▸ **What to work on**:
• a. From the article on curdled cake batter, return the stretch from "Most emulsions we" through "adding another egg.".
• b. Answer these from the article on curdled cake batter:
(i) What job did Susan Reid formerly hold?
(ii) What are most emulsions we encounter a suspension of?
(iii) In some butter-based cakes, what is added to creamed butter and sugar?

* START Given passage *

Have you ever blissfully started baking a cake … until suddenly you look down and your beautiful batter has turned into a lumpy, curdled mess?

A broken batter isn’t what you want while baking. So how do you prevent it from happening? Longtime King Arthur baker and former professional pastry chef Susan Reid has a handy trick up her sleeve. 

But first, it’s important to know why this unsightly disaster strikes. And that starts with understanding the base of your batter: emulsions.  

What are emulsions?  

Most emulsions we encounter are a suspension of fat in water. But think about what happens if you mix oil and water — they stay separate, because they don’t want to blend. This is basically the whole point of emulsions: taking these two incompatible substances and making them come together happily, like a culinary Pride and Prejudice. 

In some butter-based cakes, eggs (which contain water) are added to creamed butter and sugar (which is mostly fat) to create what Susan refers to as a “reverse emulsion” — water suspended in fat, rather than the opposite. 

Since water and fat don’t naturally get along, this process is done slowly, adding eggs one at a time and waiting until they’re completely mixed — and the water and fat have blended — before trying to force in more water by adding another egg.

* END Given passage *
* START Data block *

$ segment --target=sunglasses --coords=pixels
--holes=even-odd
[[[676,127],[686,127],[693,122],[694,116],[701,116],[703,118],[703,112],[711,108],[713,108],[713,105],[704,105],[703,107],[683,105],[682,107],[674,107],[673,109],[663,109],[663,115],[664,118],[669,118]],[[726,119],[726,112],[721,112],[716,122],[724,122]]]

* END Data block *

▸ **Solutions to the tasks**:
• a.
Most emulsions we encounter are a suspension of fat in water. But think about what happens if you mix oil and water — they stay separate, because they don’t want to blend. This is basically the whole point of emulsions: taking these two incompatible substances and making them come together happily, like a culinary Pride and Prejudice. 

In some butter-based cakes, eggs (which contain water) are added to creamed butter and sugar (which is mostly fat) to create what Susan refers to as a “reverse emulsion” — water suspended in fat, rather than the opposite. 

Since water and fat don’t naturally get along, this process is done slowly, adding eggs one at a time and waiting until they’re completely mixed — and the water and fat have blended — before trying to force in more water by adding another egg.

• b.
(i) Professional pastry chef
(ii) Fat in water
(iii) Eggs